■ **What you will do**: Please rewrite the entries below, changing each "Target" to "Object" and keeping everything else the same.

Object location annotation data:
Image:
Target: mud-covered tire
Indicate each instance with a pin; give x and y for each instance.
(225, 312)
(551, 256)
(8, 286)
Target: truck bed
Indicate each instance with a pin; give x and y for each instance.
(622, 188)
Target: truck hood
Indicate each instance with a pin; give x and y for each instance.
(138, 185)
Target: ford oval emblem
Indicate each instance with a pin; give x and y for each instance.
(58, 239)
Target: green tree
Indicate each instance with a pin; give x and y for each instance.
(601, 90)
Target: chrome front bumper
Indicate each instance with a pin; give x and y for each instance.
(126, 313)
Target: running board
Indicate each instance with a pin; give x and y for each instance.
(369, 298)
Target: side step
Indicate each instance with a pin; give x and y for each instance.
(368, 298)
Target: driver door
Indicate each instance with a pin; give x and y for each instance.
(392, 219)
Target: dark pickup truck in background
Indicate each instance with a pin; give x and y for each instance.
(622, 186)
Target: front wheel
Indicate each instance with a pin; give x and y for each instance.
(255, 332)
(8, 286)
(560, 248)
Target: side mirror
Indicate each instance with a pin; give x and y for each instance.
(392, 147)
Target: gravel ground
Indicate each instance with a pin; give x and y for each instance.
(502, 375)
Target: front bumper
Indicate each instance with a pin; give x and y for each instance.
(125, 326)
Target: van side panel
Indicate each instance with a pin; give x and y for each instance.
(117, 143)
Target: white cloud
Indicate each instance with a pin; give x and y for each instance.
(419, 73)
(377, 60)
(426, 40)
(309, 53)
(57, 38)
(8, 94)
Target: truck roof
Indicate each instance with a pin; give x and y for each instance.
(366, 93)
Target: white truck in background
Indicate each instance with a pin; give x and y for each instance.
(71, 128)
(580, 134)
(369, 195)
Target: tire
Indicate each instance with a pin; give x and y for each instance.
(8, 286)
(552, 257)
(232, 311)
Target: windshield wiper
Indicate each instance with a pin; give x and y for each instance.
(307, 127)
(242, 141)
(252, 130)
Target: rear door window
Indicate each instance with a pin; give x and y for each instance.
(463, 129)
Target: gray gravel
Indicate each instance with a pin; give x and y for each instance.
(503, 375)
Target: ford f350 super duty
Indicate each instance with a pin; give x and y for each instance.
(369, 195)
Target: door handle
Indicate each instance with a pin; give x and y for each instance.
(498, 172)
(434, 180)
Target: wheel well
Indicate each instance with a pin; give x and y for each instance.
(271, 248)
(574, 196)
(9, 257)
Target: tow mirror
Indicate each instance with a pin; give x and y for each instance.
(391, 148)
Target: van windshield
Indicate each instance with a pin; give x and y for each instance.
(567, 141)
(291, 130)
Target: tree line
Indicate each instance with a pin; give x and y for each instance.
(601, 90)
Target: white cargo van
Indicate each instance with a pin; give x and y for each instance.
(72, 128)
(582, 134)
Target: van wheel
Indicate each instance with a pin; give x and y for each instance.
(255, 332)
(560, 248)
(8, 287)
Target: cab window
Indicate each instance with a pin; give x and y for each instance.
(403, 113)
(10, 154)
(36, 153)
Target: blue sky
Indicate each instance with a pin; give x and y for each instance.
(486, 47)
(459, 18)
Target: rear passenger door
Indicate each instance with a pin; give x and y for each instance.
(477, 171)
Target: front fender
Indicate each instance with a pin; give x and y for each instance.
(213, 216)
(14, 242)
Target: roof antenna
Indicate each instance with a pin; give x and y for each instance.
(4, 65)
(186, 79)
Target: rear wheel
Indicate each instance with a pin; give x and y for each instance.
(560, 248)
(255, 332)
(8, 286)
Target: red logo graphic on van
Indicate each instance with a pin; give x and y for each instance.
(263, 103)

■ **Written response**:
Image:
Object: mud-covered tire
Indicate each instance with a pin; give x and y for each instance.
(225, 312)
(551, 256)
(8, 286)
Object: truck bed
Indicate each instance with a pin; give x and y for each instance.
(622, 188)
Object: truck hood
Indicate each instance with a pin; give x and y for each instance.
(138, 185)
Object: ford oval emblem
Indicate each instance with a pin; give x and y for each instance.
(58, 239)
Object: green tree
Indicate each instance with a pin; give x and y for each instance.
(601, 90)
Object: chrome front bumper
Indicate each instance with a pin; give x and y for each instance.
(126, 313)
Object: running board
Indicate each instance with a pin; give x and y for each instance.
(369, 298)
Object: side step
Indicate each instance with a pin; give x and y for each instance.
(368, 298)
Object: driver door
Indicate each instance with a pin; give x and y for each instance.
(392, 219)
Object: dark pickup truck in background
Indicate each instance with a pin; give x and y for each instance.
(622, 186)
Object: front wheel
Indicate each instance with a pin; give x and y for each instance.
(255, 332)
(8, 286)
(560, 248)
Object: side mirror
Indicate each instance with a pin; give x and y for each instance.
(392, 147)
Object: gravel ground
Indicate each instance with a pin; give x and y for each instance.
(502, 375)
Object: front bumper
Indicate each instance with a pin; give x and y for each instance.
(125, 326)
Object: van side panel
Indicate each instance with a pin; give x and y for each instance.
(117, 143)
Object: white cloud
Indicate each instance with a pin; give x and y for each instance.
(419, 73)
(377, 60)
(426, 40)
(309, 53)
(57, 38)
(8, 94)
Object: truck roof
Indicate each instance with a pin; give x and y for each instance.
(366, 93)
Object: white truck in background
Indicate each instance with a pin; give x and y for each instance.
(71, 128)
(580, 134)
(369, 195)
Object: tire
Indicate each instance with a pin; give x and y for each instance.
(8, 286)
(552, 257)
(232, 311)
Object: windshield wiper
Indicate each instance with a pin; give x and y for each instance.
(307, 127)
(242, 141)
(252, 130)
Object: rear door window
Indicate each instance with a pin; give x and y for each instance.
(463, 129)
Object: gray gravel
Indicate each instance with a pin; give x and y for each instance.
(503, 375)
Object: ford f350 super duty
Indicate each instance with a pin; give x and y for each instance.
(369, 195)
Object: door handle
Indicate each instance with a pin; give x and y for each instance.
(498, 172)
(434, 180)
Object: wheel well
Indicate each instance with a pin; give x and y for each instance.
(271, 248)
(574, 196)
(9, 257)
Object: tow mirror
Indicate each instance with a pin; give x and y for each instance.
(391, 148)
Object: van windshield
Indicate each instance with a pin; give x and y for each instance.
(567, 141)
(291, 130)
Object: tree line
Indicate each instance with a pin; give x and y for each instance.
(601, 90)
Object: white cargo van
Indicate each instance with a pin; give x and y for each instance.
(72, 128)
(582, 134)
Object: van wheel
Indicate each instance with a pin; give x and y for each instance.
(255, 332)
(560, 248)
(8, 287)
Object: cab window
Indicate each instance with a pin; give x and y for each instance.
(403, 113)
(10, 154)
(36, 153)
Object: blue sky
Indicate each instance with a pin; give x and y for each instance.
(486, 47)
(459, 18)
Object: rear passenger door
Indicate each instance with a pin; give x and y for each instance.
(477, 171)
Object: front fender
Indicate each instance with a pin; give x and y for each instance.
(213, 216)
(14, 242)
Object: roof antenna
Indicate each instance with a pin; give x and y for each instance.
(4, 65)
(186, 79)
Object: rear wheel
Indicate each instance with a pin; give x and y for each instance.
(560, 248)
(255, 332)
(8, 286)
Object: red logo graphic on van
Indicate each instance with a pin; give x and y for each instance.
(263, 103)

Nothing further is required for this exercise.